IBM isn’t alone in its use of large amounts of debt to capitalize its business. Oracle, for example, carries more long-term debt than IBM and Oracle’s revenue is less than half Big Blue’s. But what Oracle does with its finances really isn’t an issue for IBM. Oracle’s borrowing practices make little difference to IBM customers, who usually only want to know one thing about IBM’s wealth or lack of it: Whether Big Blue can afford to invest enough in the future of its key products. Enough for what? Enough to give customers who depend on IBM a strong competitive position, to the extent information technology constitutes part of a user organization’s strategic arsenal.
One of the things that might undermine customer’s confidence is the way IBM borrows money that it uses to buy back its own shares on the open market. For the past few years, perhaps longer, until the beginning of this year, IBM went to the debt markets for several billion dollars each quarter and simultaneously spent about the same amount on stock buybacks. During all that time IBM seemed to be putting a lot of effort into selling off or closing down manufacturing operations, a practice that is expected to continue. Most recently, IBM sold its X86 server group and some related operations to Lenovo. Currently, IBM is on the cusp of the disposition of its semiconductor fabrication facilities.

> Material supplied:

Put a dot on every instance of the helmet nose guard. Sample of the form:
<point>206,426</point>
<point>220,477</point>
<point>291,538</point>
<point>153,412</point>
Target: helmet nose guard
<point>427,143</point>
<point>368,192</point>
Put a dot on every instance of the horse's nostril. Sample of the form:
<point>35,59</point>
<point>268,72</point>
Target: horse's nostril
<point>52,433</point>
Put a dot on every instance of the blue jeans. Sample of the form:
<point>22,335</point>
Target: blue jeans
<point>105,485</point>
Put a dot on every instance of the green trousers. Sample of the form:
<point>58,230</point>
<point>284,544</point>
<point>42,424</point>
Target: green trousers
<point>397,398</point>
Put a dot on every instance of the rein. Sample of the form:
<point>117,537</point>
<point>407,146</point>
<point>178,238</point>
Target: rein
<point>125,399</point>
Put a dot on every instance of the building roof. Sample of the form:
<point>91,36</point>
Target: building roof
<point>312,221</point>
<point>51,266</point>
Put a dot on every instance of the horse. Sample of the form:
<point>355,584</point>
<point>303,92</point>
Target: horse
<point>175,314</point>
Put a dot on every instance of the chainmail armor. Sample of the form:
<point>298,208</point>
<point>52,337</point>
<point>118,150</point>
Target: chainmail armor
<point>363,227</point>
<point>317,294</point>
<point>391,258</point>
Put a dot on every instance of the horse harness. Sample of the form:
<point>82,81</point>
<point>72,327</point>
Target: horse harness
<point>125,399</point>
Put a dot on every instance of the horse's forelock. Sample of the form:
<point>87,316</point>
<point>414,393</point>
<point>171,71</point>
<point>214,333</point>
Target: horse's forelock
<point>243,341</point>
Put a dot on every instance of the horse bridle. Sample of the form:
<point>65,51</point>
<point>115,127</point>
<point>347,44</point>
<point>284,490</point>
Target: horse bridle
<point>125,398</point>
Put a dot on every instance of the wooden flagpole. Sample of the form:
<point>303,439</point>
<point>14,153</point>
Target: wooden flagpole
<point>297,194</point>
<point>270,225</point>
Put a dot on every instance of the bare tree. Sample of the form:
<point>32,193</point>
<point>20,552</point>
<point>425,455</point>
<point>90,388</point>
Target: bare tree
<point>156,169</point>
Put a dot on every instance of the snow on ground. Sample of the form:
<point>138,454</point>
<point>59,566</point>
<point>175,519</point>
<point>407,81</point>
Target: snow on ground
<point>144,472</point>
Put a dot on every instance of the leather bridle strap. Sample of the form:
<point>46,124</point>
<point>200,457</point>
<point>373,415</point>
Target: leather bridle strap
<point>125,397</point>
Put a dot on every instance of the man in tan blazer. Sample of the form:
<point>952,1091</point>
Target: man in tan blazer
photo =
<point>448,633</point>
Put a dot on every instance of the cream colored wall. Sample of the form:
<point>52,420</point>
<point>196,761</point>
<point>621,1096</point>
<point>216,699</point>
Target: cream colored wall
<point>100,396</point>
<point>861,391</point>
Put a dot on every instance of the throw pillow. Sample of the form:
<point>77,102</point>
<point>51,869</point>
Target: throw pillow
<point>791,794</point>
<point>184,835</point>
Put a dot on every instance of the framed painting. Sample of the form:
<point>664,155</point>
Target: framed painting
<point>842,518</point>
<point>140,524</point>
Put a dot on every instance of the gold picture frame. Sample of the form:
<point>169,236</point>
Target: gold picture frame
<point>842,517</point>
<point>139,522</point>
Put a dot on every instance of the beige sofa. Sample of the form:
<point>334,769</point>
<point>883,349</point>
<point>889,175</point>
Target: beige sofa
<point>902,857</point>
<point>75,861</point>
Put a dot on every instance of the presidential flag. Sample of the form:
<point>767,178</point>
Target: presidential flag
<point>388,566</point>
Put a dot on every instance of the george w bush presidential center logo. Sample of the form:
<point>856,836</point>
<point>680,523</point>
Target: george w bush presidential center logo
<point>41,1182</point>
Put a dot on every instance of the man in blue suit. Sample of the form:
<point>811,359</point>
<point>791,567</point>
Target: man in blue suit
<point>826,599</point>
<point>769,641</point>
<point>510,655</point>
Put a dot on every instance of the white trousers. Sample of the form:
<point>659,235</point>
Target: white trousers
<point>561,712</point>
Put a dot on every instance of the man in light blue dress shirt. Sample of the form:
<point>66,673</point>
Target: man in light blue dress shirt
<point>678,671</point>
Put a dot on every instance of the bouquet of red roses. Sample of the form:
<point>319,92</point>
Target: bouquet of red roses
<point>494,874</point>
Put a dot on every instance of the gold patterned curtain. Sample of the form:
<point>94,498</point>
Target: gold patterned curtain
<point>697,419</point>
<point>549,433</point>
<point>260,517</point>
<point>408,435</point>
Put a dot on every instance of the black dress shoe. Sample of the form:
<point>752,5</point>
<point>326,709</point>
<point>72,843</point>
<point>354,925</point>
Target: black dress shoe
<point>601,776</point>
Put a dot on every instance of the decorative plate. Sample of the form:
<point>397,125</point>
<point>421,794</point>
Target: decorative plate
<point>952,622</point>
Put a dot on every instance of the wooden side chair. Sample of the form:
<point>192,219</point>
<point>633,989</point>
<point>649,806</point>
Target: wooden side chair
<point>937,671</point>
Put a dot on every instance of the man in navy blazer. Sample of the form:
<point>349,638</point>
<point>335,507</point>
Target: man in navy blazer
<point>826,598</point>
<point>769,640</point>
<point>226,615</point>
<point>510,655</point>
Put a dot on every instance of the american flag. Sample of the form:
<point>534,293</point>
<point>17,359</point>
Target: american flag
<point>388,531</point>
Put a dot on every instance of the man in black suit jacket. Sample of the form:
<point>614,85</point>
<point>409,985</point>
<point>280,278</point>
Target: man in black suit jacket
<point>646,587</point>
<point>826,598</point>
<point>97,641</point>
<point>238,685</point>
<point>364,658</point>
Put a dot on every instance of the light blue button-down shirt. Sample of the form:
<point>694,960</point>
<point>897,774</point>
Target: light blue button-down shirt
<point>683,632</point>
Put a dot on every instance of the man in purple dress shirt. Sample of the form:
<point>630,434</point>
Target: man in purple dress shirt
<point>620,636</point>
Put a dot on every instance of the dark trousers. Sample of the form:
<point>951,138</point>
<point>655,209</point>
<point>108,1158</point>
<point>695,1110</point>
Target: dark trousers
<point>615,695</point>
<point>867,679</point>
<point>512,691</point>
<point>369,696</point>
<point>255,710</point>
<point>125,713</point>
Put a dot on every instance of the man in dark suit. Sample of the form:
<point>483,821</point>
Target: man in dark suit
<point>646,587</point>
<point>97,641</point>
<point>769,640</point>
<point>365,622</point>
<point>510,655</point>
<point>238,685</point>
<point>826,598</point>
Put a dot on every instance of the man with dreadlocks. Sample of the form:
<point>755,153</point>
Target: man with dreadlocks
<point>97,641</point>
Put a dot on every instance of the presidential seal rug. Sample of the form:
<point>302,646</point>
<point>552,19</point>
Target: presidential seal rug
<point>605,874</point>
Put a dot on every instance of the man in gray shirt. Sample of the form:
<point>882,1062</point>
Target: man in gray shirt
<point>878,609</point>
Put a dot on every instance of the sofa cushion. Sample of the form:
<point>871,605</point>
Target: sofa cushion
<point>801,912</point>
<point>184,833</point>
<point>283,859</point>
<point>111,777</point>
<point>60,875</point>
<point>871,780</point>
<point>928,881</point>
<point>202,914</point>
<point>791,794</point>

> What to work on:
Reproduce the passage on IBM's debt word for word, beginning at "One of the things" and stopping after "semiconductor fabrication facilities.".

> Task output:
One of the things that might undermine customer’s confidence is the way IBM borrows money that it uses to buy back its own shares on the open market. For the past few years, perhaps longer, until the beginning of this year, IBM went to the debt markets for several billion dollars each quarter and simultaneously spent about the same amount on stock buybacks. During all that time IBM seemed to be putting a lot of effort into selling off or closing down manufacturing operations, a practice that is expected to continue. Most recently, IBM sold its X86 server group and some related operations to Lenovo. Currently, IBM is on the cusp of the disposition of its semiconductor fabrication facilities.